▶ [Problem description]: According to the article on the Treize Tournoi below, which body organized the tournament?

▶ [Extract to read]:
══════

The Treize Tournoi was a short-lived Anglo-French rugby league competition held at the end of the season in 1998. Known as the EMAP Treize Tournoi for sponsorship reasons, the tournament was organised by the First and Second Division Association, and was contested by the winners and runners-up of the First Division, the winners of the Second Division, and three teams from the French Championship.

==Teams==
- Wakefield Trinity
- Featherstone Rovers
- Lancashire Lynx
- St-Estève
- Limoux
- Villeneuve

==Results==
===English Group===

| Pos | Team | Pld | W | D | L | PF | PA | PD | Pts | Qualification |
| 1 | Lancashire Lynx | 4 | 3 | 0 | 1 | 94 | 107 | −13 | 6 | Advance to Final |
| 2 | Wakefield Trinity | 4 | 2 | 0 | 2 | 96 | 105 | −9 | 4 |  |
| 3 | Featherstone Rovers | 4 | 1 | 0 | 3 | 92 | 119 | −27 | 2 |

===French Group===

| Pos | Team | Pld | W | D | L | PF | PA | PD | Pts | Qualification |
| 1 | Villeneuve | 4 | 3 | 0 | 1 | 122 | 62 | +60 | 6 | Advance to Final |
| 2 | St-Estève | 4 | 2 | 0 | 2 | 134 | 94 | +40 | 4 |  |
| 3 | Limoux | 4 | 1 | 0 | 3 | 75 | 126 | −51 | 2 |

===Final===

| FB | 1 | Frédéric Banquet |
| RW | 2 | Daniel Calvert |
| RC | 3 | Laurent Minut |
| LC | 4 | Laurent Frayssinous |
| LW | 5 | Gilles Cornut |
| SO | 6 | Fabien Devecchi (c) |
| SH | 7 | Steve Plath |
| PR | 8 | David Collado |
| HK | 9 | Vincent Wulf |
| PR | 10 | Paul Sironen |
| SR | 11 | Laurent Carrasco |
| SR | 12 | Pierre Sabatie |
| LF | 13 | Grant Doorey |
Substitutions:
| IC | 14 | Vea Bloomfield |
| IC | 15 | Emmanuel Peralta |
| IC | 16 | Christophe Canal |
| IC | 17 | Julien Rinaldi |
Player-coach:
Grant Doorey
| FB | 1 | Doc Murray |
| RW | 2 | David Jones |
| RC | 3 | Milton Finney |
| LC | 4 | Craig Campbell |
| LW | 5 | Neil Parsley |
| SO | 6 | Phil Jones |
| SH | 7 | Chris Kelly |
| PR | 8 | Steve Taylor |
| HK | 9 | Andy Ruane (c) |
| PR | 10 | Carl Briscoe |
| SR | 11 | Steve Gee |
| SR | 12 | Simon Smith |
| LF | 13 | Joe Walsh |
Substitutions:
| IC | 14 | Lee Prest |
| IC | 15 | Paul Norton |
| IC | 16 | Neil Briscoe |
| IC | 17 | P. J. Solomon |
Coach:
Steve Hampson

==Aftermath==
Despite some interest in staging the tournament again the following year, this didn't materialise and the Treize Tournoi was never repeated. In 1999, Villeneuve played a "European Challenge" match against a Northern Ford Premiership XIII at Widnes, winning the match 24–14.

In 2012, an Anglo-French Challenge competition took place, consisting of four fixtures between English Championship and French Elite One Championship clubs.

══════

[Collected data entries]
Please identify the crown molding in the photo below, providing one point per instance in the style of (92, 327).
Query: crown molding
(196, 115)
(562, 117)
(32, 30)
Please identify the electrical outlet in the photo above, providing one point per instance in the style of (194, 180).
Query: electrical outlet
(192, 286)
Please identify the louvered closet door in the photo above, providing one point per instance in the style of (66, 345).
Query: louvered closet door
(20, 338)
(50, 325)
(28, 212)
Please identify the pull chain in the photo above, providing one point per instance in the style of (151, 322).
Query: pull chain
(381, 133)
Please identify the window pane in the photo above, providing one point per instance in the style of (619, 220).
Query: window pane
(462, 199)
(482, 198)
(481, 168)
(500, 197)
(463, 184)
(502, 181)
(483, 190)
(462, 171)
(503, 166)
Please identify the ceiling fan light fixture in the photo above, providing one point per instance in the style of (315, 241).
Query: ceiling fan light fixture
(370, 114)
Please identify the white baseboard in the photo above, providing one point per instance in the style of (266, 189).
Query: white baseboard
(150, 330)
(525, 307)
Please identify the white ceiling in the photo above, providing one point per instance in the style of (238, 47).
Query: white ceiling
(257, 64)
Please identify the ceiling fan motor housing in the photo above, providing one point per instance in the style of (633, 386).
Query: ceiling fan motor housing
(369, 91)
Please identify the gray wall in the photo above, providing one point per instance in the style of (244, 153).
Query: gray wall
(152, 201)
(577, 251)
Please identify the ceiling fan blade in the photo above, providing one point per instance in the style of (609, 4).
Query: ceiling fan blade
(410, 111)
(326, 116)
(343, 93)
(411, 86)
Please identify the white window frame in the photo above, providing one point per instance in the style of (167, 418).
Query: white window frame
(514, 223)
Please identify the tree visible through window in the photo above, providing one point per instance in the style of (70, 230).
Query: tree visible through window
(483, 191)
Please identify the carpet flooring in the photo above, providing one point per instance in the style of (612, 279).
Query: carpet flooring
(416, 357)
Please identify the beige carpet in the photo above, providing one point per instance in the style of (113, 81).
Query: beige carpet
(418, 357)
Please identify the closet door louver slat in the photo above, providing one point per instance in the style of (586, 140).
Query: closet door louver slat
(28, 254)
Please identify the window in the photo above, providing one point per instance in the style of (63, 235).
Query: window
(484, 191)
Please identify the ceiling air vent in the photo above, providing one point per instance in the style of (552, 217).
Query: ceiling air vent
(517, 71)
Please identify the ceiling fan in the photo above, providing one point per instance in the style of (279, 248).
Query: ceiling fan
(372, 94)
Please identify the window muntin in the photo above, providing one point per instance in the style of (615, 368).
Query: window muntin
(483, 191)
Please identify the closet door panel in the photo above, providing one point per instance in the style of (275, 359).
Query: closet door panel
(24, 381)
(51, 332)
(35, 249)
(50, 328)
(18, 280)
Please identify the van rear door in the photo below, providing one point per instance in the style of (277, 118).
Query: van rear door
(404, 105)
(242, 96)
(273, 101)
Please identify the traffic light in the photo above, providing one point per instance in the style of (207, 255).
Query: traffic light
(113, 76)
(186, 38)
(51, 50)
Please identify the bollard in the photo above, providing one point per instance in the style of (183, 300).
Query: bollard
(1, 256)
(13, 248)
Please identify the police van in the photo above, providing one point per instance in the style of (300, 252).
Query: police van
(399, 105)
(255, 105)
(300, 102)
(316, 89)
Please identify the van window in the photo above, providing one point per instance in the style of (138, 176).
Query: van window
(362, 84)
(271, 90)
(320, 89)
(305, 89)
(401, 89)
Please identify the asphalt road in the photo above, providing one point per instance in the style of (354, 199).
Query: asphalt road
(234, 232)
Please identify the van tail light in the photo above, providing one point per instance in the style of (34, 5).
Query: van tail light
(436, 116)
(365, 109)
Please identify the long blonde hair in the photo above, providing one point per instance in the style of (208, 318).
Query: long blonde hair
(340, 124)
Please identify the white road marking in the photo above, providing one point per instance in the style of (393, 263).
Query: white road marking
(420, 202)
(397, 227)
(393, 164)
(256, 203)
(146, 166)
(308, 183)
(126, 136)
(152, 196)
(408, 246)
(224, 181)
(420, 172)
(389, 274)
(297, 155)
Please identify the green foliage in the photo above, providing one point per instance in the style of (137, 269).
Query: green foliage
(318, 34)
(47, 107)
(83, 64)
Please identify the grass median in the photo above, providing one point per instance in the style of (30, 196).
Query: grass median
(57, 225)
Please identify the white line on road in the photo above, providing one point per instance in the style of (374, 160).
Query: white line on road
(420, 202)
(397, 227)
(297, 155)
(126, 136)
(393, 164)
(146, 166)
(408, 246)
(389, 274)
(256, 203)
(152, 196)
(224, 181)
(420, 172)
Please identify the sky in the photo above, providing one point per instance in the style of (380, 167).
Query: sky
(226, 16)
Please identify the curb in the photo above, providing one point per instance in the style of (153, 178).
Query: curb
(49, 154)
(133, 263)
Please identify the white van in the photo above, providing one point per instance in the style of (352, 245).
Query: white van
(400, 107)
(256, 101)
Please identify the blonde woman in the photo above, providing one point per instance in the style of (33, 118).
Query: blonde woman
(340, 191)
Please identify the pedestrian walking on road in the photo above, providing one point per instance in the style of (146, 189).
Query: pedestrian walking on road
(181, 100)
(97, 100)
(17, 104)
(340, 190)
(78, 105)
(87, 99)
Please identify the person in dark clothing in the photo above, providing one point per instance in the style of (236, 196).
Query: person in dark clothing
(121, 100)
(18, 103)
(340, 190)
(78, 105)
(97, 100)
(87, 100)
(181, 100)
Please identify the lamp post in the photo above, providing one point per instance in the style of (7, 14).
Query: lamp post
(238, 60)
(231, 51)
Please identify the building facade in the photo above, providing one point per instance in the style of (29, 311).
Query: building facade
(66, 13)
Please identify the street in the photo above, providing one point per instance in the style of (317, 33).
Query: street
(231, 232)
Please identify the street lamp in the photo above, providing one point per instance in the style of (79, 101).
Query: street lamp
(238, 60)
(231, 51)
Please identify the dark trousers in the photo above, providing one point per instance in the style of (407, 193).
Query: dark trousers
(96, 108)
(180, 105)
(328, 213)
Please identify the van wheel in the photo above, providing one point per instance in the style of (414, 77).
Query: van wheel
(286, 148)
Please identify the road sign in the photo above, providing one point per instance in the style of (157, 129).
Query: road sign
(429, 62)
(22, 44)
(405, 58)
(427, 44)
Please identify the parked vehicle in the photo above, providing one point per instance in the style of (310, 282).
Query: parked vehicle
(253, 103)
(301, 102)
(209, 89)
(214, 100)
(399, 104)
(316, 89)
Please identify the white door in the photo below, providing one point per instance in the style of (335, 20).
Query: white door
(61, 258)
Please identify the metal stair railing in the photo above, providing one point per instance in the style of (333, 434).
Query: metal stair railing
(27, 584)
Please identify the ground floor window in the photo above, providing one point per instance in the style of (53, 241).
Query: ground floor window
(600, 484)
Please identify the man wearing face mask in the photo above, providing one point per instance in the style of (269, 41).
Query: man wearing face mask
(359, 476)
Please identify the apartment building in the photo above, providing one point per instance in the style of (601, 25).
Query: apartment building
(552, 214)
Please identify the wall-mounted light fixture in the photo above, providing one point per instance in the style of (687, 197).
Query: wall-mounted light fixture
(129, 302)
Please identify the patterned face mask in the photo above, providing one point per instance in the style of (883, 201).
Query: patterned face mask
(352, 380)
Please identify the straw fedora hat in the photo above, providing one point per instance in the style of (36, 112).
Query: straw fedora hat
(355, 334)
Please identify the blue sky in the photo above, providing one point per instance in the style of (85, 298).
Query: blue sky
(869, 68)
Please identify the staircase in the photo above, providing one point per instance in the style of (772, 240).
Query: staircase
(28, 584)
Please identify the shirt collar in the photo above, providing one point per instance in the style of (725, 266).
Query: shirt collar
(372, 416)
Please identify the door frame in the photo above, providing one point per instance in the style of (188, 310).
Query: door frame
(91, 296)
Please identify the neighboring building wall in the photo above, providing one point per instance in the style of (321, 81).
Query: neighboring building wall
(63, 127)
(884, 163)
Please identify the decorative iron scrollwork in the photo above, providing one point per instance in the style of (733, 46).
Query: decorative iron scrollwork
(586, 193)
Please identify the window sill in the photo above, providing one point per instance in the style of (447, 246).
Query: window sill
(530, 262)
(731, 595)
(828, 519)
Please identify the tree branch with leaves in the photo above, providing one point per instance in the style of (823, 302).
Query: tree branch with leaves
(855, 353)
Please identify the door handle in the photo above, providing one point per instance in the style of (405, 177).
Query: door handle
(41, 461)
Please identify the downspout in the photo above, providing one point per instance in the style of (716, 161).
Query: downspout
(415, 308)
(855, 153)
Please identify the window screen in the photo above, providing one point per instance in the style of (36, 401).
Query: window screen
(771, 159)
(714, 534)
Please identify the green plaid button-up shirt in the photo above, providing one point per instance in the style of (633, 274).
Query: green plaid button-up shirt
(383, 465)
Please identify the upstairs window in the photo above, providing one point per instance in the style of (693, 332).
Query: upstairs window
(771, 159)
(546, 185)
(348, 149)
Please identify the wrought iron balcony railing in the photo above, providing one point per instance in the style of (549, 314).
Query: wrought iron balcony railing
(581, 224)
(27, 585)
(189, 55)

══════

▶ [Task response]: The First and Second Division Association